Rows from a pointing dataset
--------------------------------

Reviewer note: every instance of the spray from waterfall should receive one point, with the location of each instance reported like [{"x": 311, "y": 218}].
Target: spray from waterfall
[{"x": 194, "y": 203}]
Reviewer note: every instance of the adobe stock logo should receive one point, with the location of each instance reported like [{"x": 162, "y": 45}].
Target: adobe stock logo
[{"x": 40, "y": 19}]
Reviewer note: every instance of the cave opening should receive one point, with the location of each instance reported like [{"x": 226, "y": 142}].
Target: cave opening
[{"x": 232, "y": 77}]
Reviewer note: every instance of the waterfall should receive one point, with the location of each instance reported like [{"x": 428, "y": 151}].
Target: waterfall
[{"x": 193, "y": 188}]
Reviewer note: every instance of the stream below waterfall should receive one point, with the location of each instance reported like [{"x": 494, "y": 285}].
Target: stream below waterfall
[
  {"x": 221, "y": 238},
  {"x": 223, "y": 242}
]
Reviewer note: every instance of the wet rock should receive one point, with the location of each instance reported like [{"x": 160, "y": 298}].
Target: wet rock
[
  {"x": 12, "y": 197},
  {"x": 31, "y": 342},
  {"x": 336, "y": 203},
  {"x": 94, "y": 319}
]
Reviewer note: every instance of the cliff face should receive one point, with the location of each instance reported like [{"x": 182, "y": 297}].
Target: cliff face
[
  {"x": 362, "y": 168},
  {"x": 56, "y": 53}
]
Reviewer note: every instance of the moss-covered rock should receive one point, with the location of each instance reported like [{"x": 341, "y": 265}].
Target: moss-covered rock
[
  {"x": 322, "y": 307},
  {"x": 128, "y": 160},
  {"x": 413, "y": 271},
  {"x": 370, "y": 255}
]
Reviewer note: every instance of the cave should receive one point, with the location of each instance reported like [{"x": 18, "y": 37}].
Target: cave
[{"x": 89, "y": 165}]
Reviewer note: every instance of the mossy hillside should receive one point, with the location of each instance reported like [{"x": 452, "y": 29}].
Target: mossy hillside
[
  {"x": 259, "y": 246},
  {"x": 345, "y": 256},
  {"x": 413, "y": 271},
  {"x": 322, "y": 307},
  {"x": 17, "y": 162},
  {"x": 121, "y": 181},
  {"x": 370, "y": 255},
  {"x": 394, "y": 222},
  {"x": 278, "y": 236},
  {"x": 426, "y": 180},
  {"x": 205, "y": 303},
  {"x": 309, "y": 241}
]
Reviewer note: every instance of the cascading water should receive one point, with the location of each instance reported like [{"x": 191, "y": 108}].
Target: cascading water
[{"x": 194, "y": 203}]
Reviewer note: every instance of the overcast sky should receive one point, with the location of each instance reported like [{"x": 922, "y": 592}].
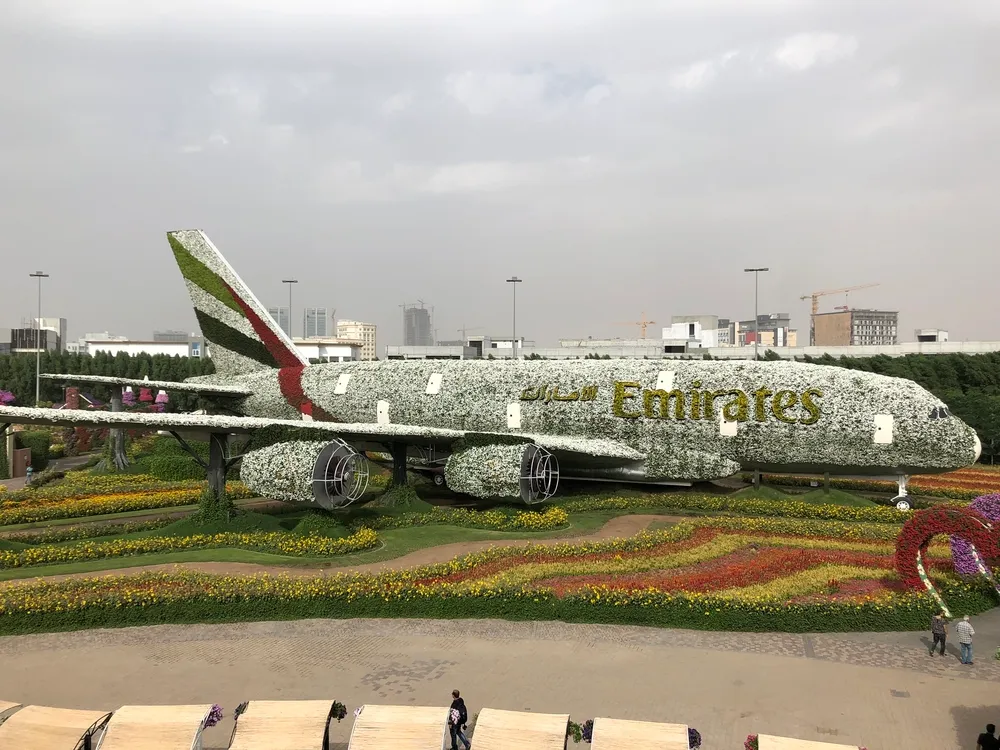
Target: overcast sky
[{"x": 621, "y": 157}]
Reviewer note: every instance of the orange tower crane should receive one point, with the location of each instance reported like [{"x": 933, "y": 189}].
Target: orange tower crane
[
  {"x": 815, "y": 305},
  {"x": 641, "y": 323}
]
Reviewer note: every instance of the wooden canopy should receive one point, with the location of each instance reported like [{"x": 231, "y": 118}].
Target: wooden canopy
[
  {"x": 400, "y": 728},
  {"x": 282, "y": 725},
  {"x": 154, "y": 727},
  {"x": 44, "y": 728},
  {"x": 7, "y": 707},
  {"x": 619, "y": 734},
  {"x": 768, "y": 742},
  {"x": 520, "y": 730}
]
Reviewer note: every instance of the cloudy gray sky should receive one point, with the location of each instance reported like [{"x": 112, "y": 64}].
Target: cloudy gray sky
[{"x": 620, "y": 156}]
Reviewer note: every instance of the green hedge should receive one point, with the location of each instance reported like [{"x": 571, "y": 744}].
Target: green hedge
[
  {"x": 748, "y": 507},
  {"x": 171, "y": 468},
  {"x": 38, "y": 442},
  {"x": 803, "y": 618}
]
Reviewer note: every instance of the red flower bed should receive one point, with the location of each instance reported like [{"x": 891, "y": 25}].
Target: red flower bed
[
  {"x": 924, "y": 525},
  {"x": 743, "y": 568}
]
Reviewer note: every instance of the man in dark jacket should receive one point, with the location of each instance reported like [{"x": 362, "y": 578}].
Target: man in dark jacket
[{"x": 458, "y": 717}]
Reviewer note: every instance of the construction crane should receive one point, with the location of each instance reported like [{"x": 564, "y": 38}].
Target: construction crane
[
  {"x": 641, "y": 323},
  {"x": 815, "y": 305},
  {"x": 463, "y": 330}
]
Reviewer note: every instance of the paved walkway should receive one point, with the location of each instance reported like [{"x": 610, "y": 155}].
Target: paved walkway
[{"x": 880, "y": 690}]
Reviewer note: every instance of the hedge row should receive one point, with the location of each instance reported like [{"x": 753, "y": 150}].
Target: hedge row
[
  {"x": 189, "y": 598},
  {"x": 743, "y": 506}
]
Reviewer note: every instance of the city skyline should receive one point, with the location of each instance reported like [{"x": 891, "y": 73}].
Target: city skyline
[{"x": 632, "y": 160}]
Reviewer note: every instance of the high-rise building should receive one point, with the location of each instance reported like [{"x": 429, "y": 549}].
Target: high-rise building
[
  {"x": 355, "y": 330},
  {"x": 280, "y": 316},
  {"x": 314, "y": 322},
  {"x": 857, "y": 328},
  {"x": 56, "y": 325},
  {"x": 417, "y": 327}
]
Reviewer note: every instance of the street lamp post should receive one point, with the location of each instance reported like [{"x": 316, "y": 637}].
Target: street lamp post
[
  {"x": 38, "y": 338},
  {"x": 756, "y": 320},
  {"x": 513, "y": 343},
  {"x": 290, "y": 282}
]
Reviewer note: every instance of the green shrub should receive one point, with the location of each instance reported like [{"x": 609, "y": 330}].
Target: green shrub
[
  {"x": 38, "y": 442},
  {"x": 173, "y": 468}
]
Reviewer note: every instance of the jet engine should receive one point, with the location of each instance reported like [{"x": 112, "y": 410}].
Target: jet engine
[
  {"x": 329, "y": 474},
  {"x": 524, "y": 470}
]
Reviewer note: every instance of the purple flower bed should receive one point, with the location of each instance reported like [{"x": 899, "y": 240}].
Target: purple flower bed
[{"x": 961, "y": 551}]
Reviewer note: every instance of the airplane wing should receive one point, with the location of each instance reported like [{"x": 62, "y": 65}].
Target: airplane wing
[
  {"x": 207, "y": 389},
  {"x": 383, "y": 433}
]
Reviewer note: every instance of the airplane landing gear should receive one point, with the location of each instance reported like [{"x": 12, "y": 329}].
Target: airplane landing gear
[{"x": 902, "y": 500}]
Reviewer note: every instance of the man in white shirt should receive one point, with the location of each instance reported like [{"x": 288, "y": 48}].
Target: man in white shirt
[{"x": 965, "y": 632}]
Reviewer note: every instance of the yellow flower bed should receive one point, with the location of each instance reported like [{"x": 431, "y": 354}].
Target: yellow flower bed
[
  {"x": 277, "y": 543},
  {"x": 26, "y": 512}
]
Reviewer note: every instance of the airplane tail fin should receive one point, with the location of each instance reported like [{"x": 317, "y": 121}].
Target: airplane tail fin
[{"x": 241, "y": 334}]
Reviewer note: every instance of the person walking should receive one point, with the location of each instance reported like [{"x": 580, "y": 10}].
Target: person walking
[
  {"x": 965, "y": 632},
  {"x": 987, "y": 740},
  {"x": 457, "y": 720},
  {"x": 939, "y": 631}
]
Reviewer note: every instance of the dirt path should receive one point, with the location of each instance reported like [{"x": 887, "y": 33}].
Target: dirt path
[{"x": 616, "y": 528}]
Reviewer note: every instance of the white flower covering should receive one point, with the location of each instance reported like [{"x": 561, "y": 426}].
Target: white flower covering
[
  {"x": 486, "y": 471},
  {"x": 191, "y": 386},
  {"x": 212, "y": 307},
  {"x": 282, "y": 471},
  {"x": 475, "y": 394}
]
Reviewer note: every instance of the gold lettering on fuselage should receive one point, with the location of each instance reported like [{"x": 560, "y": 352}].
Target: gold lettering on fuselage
[
  {"x": 546, "y": 395},
  {"x": 632, "y": 401}
]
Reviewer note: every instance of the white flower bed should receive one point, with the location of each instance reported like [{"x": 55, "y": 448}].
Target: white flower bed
[
  {"x": 486, "y": 471},
  {"x": 282, "y": 471}
]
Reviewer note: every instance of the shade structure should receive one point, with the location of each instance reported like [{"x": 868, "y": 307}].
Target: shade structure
[
  {"x": 621, "y": 734},
  {"x": 282, "y": 725},
  {"x": 400, "y": 728},
  {"x": 7, "y": 708},
  {"x": 44, "y": 728},
  {"x": 155, "y": 728},
  {"x": 520, "y": 730},
  {"x": 769, "y": 742}
]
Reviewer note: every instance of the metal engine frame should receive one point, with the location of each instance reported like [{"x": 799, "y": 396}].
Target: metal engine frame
[
  {"x": 539, "y": 474},
  {"x": 340, "y": 475}
]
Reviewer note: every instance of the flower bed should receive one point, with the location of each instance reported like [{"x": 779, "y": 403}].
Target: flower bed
[
  {"x": 491, "y": 520},
  {"x": 290, "y": 545},
  {"x": 725, "y": 504},
  {"x": 96, "y": 505},
  {"x": 964, "y": 484},
  {"x": 705, "y": 574}
]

--------------------------------

- Aim of the exercise -
Edit the items from the line containing "Reviewer note: every instance of the shade" through the last item, changing "flower bed" to "garden bed" and keeping everything else the same. Give back only those lines.

- Output below -
Reviewer note: every instance of the shade structure should receive one point, with the location of each instance reported like [{"x": 868, "y": 307}].
Target: shade structure
[
  {"x": 621, "y": 734},
  {"x": 282, "y": 725},
  {"x": 400, "y": 728},
  {"x": 7, "y": 708},
  {"x": 44, "y": 728},
  {"x": 155, "y": 728},
  {"x": 520, "y": 730},
  {"x": 769, "y": 742}
]
Reviewer note: every instance of the metal engine frame should receive one point, with the location of each instance reported like [{"x": 799, "y": 396}].
Target: metal engine frame
[
  {"x": 539, "y": 474},
  {"x": 340, "y": 475}
]
Reviewer note: every instance of the garden bed should receive one point, with the location of each instance reported like [{"x": 779, "y": 403}].
Target: garden bed
[
  {"x": 491, "y": 520},
  {"x": 290, "y": 545},
  {"x": 725, "y": 504},
  {"x": 96, "y": 505},
  {"x": 964, "y": 484},
  {"x": 705, "y": 574}
]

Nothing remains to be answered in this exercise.